> EXERCISE GOAL:
Transcribe exactly the lines that begin the material and continue through the line containing "task | identify every instance of the yellow". Leave out whatever follows.

> DATASET EXTRACT:
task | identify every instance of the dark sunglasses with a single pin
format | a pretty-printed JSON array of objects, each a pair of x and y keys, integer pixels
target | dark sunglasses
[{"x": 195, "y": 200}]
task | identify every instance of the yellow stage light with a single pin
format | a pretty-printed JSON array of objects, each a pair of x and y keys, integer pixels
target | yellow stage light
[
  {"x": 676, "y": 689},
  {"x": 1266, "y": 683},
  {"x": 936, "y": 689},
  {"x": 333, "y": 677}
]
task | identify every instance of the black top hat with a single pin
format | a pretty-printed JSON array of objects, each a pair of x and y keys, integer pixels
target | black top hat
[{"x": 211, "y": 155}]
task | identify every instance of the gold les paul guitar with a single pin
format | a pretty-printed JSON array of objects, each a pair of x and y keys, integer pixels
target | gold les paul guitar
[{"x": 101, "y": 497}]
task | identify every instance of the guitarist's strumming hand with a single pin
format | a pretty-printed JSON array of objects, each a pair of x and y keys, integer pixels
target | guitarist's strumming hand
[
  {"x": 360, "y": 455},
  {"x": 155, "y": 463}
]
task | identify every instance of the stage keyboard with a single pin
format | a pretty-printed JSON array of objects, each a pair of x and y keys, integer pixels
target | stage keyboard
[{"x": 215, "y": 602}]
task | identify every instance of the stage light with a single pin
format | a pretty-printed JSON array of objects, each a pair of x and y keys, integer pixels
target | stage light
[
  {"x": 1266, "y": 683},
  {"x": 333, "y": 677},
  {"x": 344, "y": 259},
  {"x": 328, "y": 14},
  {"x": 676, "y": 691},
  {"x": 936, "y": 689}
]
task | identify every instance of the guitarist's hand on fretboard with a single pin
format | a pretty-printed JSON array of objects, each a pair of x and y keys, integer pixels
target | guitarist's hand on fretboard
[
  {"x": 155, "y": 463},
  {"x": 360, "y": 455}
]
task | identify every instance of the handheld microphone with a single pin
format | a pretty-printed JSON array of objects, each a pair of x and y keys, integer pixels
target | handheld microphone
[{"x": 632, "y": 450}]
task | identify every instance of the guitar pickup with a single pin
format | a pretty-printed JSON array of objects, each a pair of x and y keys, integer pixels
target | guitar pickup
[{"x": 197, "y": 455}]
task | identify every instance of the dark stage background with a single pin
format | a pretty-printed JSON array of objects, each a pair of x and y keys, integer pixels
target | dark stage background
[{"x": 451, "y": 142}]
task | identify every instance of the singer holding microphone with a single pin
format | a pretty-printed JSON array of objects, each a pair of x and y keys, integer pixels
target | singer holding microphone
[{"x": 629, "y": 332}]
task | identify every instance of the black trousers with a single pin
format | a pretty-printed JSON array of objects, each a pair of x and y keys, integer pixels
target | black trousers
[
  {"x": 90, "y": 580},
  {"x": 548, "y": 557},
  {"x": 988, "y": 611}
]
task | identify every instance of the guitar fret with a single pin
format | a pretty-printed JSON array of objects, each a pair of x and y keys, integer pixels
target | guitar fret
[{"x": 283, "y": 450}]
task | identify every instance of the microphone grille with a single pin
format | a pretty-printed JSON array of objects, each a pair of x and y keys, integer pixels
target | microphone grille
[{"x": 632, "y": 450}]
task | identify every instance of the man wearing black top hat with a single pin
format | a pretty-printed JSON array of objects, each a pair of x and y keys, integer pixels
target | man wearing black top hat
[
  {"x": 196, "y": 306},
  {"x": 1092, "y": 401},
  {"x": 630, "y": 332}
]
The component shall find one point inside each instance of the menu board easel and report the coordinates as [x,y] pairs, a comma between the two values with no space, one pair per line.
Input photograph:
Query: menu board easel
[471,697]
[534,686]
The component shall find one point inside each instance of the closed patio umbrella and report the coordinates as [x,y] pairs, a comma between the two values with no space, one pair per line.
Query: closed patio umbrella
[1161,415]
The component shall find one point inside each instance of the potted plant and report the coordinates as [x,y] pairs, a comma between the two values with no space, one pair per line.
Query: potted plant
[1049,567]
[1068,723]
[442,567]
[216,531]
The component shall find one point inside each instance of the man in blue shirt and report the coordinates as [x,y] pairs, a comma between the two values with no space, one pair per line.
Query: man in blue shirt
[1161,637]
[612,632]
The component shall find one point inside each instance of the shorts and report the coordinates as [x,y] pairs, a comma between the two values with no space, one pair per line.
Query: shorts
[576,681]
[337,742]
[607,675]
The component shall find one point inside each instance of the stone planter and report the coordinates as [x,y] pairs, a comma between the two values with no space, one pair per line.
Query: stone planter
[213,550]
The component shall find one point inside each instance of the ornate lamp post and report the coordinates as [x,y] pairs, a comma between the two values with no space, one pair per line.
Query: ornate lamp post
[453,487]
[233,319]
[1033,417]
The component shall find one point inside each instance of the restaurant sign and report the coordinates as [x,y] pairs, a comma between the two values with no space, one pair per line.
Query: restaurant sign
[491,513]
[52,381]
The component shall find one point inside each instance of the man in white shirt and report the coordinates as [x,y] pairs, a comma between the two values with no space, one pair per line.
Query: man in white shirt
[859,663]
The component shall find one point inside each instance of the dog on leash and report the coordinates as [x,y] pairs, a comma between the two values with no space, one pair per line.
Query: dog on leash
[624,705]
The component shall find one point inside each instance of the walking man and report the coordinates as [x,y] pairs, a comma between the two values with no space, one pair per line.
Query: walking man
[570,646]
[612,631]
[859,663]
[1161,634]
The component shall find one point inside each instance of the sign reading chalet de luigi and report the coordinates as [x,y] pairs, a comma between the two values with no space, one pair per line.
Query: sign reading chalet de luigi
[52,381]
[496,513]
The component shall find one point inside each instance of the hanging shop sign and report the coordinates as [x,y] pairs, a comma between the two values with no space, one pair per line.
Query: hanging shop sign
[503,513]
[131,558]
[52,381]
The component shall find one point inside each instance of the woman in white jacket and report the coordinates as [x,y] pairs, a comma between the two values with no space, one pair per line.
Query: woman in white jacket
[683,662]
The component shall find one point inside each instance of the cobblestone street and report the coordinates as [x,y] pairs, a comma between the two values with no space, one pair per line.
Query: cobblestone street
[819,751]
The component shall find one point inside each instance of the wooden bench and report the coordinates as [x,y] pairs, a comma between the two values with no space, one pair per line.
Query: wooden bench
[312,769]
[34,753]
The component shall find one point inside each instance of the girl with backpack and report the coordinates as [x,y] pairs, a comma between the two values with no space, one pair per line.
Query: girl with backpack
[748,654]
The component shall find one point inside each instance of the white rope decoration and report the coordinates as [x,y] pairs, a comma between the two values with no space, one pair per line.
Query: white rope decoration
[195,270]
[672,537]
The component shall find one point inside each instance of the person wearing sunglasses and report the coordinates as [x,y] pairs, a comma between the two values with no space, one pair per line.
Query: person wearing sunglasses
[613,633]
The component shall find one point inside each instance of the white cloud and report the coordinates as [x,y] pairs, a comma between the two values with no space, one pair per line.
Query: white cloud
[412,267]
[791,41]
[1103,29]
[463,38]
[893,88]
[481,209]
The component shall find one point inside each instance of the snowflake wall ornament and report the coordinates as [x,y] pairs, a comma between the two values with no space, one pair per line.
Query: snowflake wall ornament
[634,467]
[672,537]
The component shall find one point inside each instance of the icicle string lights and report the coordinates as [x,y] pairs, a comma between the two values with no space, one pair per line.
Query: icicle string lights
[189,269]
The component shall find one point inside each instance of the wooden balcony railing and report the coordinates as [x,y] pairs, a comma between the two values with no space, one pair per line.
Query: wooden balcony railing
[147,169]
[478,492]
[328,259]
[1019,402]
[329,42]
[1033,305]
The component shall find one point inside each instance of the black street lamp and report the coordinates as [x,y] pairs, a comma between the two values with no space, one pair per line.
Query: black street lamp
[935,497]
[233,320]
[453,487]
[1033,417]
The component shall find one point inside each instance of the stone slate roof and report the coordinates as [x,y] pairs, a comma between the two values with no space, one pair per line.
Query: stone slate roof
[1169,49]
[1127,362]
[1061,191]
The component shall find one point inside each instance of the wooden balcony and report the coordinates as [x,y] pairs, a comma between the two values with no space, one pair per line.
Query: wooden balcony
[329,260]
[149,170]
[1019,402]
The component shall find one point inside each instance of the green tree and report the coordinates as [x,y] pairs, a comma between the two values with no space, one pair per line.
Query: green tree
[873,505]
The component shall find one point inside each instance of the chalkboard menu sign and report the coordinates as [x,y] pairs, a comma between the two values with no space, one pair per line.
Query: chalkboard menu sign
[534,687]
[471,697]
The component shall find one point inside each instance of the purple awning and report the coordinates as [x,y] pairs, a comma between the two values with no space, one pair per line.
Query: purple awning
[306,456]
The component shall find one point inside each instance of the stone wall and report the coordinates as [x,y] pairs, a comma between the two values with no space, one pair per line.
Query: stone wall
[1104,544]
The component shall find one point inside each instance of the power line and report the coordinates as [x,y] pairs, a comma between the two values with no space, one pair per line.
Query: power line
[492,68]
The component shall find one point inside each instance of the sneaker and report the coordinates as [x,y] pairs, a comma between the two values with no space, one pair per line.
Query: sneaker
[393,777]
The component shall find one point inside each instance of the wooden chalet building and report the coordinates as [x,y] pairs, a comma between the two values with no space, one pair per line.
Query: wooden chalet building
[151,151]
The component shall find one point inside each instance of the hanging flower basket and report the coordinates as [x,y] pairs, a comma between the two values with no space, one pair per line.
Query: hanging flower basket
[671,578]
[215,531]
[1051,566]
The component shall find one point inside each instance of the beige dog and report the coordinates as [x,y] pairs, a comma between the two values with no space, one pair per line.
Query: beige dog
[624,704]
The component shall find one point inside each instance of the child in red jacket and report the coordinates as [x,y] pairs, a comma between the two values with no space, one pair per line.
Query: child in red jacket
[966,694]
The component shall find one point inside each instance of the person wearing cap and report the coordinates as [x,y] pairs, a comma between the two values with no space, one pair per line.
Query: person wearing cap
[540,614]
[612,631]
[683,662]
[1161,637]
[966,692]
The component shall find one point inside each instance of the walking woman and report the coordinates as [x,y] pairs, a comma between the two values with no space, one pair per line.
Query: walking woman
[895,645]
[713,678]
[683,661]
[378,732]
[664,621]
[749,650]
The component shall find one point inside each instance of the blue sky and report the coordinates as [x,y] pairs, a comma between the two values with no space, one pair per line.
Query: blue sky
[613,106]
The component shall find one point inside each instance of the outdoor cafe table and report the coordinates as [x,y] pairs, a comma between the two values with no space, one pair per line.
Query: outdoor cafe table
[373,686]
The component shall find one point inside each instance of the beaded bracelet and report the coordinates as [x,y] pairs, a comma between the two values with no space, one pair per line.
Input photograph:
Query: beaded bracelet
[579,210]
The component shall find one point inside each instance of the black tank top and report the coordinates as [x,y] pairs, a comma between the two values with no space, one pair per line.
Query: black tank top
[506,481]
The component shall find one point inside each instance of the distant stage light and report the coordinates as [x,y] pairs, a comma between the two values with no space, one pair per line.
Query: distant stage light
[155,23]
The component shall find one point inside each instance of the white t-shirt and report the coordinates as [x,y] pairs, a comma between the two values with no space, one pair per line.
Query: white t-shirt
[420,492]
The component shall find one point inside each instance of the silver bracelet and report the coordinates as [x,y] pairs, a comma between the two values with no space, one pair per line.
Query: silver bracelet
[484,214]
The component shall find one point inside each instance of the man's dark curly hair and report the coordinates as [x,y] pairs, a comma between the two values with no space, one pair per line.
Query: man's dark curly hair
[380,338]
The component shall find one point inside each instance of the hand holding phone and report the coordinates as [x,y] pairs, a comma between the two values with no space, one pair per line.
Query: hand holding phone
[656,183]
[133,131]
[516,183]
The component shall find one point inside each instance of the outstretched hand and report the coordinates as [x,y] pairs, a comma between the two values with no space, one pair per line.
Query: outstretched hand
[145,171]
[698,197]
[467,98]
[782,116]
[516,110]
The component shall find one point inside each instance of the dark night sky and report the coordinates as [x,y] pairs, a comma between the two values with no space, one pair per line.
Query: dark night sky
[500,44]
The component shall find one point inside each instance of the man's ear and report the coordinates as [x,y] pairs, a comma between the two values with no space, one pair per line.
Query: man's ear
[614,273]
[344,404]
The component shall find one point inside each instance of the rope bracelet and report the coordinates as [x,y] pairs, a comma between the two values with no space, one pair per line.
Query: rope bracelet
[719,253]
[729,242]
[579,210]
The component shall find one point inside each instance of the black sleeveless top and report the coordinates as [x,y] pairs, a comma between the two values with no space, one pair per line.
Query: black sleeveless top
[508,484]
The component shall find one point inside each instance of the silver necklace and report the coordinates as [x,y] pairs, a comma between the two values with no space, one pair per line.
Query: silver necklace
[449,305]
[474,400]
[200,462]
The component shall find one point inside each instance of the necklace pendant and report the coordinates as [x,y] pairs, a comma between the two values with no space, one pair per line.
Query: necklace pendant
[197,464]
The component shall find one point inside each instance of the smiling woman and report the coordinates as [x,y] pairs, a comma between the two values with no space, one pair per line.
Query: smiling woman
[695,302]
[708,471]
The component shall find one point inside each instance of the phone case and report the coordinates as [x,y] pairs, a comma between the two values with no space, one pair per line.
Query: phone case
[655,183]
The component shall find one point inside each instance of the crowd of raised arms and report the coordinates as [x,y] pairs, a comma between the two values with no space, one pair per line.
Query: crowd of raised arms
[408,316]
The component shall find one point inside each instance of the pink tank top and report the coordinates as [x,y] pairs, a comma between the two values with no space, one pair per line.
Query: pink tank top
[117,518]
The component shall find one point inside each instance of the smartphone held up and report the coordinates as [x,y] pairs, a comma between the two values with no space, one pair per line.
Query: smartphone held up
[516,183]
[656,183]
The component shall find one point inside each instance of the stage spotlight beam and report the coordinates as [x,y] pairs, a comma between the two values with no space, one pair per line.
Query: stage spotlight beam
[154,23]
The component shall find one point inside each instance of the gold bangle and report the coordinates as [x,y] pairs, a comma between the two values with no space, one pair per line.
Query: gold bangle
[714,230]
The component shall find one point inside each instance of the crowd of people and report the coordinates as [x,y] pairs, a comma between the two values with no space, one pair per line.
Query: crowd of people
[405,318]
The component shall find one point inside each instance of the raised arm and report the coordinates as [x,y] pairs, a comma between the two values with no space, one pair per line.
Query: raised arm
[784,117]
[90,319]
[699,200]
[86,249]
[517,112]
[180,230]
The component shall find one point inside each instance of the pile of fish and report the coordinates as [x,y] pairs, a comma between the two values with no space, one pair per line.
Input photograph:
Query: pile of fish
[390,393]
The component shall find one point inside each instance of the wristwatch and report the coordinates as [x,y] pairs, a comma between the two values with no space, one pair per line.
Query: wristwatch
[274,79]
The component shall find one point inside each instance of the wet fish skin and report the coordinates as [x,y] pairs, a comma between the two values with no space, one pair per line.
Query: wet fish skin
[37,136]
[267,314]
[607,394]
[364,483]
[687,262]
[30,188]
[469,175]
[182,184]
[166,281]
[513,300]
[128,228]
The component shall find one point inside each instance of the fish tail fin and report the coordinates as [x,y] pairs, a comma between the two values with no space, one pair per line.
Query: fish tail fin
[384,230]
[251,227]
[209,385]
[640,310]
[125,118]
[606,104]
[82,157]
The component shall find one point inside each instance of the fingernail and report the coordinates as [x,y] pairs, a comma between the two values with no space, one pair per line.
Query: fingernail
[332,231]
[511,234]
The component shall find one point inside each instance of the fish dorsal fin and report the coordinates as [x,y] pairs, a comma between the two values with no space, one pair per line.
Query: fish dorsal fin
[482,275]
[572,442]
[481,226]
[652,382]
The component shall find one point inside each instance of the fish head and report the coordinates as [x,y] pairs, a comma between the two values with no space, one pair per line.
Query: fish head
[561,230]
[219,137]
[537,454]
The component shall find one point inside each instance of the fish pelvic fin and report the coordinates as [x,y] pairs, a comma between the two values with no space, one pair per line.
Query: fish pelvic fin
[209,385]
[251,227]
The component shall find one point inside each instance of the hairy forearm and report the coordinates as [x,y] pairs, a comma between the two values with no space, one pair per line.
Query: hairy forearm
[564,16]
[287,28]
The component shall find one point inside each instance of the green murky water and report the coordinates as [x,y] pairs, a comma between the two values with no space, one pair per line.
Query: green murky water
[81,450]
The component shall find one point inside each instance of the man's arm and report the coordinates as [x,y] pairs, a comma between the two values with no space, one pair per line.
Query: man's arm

> EXERCISE OUTPUT:
task | identify every instance of the dark sunglasses with a single pin
format | a pretty-printed JSON array of objects, each a pair of x and y keys, integer pixels
target | dark sunglasses
[{"x": 195, "y": 200}]
task | identify every instance of the yellow stage light with a single pin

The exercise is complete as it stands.